(Records from a data collection)
++++++++++

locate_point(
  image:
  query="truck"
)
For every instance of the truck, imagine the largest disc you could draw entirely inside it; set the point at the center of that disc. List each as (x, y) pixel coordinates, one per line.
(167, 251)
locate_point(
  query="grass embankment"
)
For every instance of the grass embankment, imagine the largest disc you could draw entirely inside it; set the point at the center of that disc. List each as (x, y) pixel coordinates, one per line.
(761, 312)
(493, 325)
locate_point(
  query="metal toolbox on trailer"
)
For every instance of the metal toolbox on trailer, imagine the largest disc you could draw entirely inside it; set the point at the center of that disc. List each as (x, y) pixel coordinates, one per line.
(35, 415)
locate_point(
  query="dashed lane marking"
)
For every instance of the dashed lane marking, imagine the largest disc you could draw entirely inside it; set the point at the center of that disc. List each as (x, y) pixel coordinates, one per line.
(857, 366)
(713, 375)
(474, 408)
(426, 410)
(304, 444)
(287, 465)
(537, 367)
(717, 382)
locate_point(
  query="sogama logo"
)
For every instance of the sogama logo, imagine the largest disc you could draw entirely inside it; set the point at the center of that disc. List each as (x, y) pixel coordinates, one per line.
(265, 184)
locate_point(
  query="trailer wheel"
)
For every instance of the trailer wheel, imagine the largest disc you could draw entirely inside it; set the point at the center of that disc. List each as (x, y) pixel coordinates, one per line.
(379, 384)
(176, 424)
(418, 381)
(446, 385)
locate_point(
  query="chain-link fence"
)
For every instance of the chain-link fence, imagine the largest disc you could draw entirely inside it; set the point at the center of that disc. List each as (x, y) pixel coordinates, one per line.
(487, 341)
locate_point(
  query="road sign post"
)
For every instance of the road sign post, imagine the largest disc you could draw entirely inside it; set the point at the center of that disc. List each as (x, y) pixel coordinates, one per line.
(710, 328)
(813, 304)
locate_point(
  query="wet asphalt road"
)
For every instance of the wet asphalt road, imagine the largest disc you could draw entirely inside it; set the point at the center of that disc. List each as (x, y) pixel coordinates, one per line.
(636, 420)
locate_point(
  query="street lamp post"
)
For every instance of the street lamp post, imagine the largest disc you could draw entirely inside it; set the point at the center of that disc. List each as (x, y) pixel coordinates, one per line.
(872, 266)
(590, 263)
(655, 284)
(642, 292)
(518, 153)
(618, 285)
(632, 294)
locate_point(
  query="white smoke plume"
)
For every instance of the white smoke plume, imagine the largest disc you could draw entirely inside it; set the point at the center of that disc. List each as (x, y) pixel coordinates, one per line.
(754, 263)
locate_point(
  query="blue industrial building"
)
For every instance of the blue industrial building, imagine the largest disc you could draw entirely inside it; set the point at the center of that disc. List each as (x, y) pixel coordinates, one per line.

++++++++++

### YOUR GOAL
Reproduce every line above without error.

### TASK OUTPUT
locate_point(
  image:
  query="truck"
)
For every instance of the truck, imagine the largest disc you could draw entirely inside it; set the point at the center of that disc. List each as (x, y) pixel coordinates, one per line.
(167, 251)
locate_point(
  query="grass embankment"
)
For every instance of the grass embankment, imagine the largest disc you could draw entirely inside it; set the point at the center of that disc. List each as (x, y) pixel coordinates, one per line.
(761, 312)
(493, 325)
locate_point(
  query="metal toolbox on trailer"
)
For every instance of the metal toolbox on trailer, imagine the largest disc you could draw entirely inside it; set the point at the center of that disc. List each as (x, y) pixel coordinates, one per line.
(35, 415)
locate_point(
  query="dashed lane marking"
)
For every instance of the dashed lane marking, imagine the largest disc you could draw entirely inside it; set the point at the center of that disc. List each as (x, y) pixel coordinates, one per line.
(857, 366)
(713, 375)
(474, 408)
(426, 410)
(304, 444)
(287, 465)
(537, 367)
(717, 382)
locate_point(
  query="sogama logo"
)
For every instance of the sogama logo, imagine the largest disc you could draw entirely inside it; set the point at the center of that disc. List each as (x, y) pixel coordinates, one per line.
(265, 184)
locate_point(
  query="trailer wheel"
)
For every instance of the trailer wheel, imagine the largest disc you could draw entirely inside it; set the point at the center of that disc. List each as (x, y) pixel coordinates, one per line.
(379, 384)
(176, 424)
(418, 381)
(446, 385)
locate_point(
  query="chain-link fence"
)
For every instance of the chain-link fence, imagine the largest disc you could draw entirely inside it; set the point at the center of that disc. List each as (x, y) pixel coordinates, one per line.
(487, 341)
locate_point(
  query="road sign post"
)
For every instance of the road sign post, imagine the largest disc you could draw entirely inside it; set the point at the center of that disc. List each as (x, y) pixel coordinates, one per line.
(710, 328)
(813, 304)
locate_point(
  query="wet asphalt road"
)
For every instance of the wet asphalt road, imagine the largest disc you could draw entirely inside it; set the point at the center of that disc. List each as (x, y) pixel coordinates, one per line.
(636, 420)
locate_point(
  query="street lamp post"
)
For every instance of the street lamp post, imagine the largest disc you could draw entirely inside it; set the point at the center of that disc. List each as (x, y) pixel coordinates, one per line.
(872, 266)
(590, 263)
(655, 284)
(642, 292)
(518, 153)
(618, 285)
(632, 294)
locate_point(
  query="white smoke plume"
)
For every instance of the white smoke plume, imagine the largest disc you could draw entirely inside it; set the point at the center of that disc. List each as (x, y) pixel coordinates, one per line.
(754, 263)
locate_point(
  query="blue industrial building"
)
For every instance of the blue industrial building, imagine the largest disc you could draw entirely inside it; set the point at the center of that disc. List each as (x, y) pixel coordinates, one per line.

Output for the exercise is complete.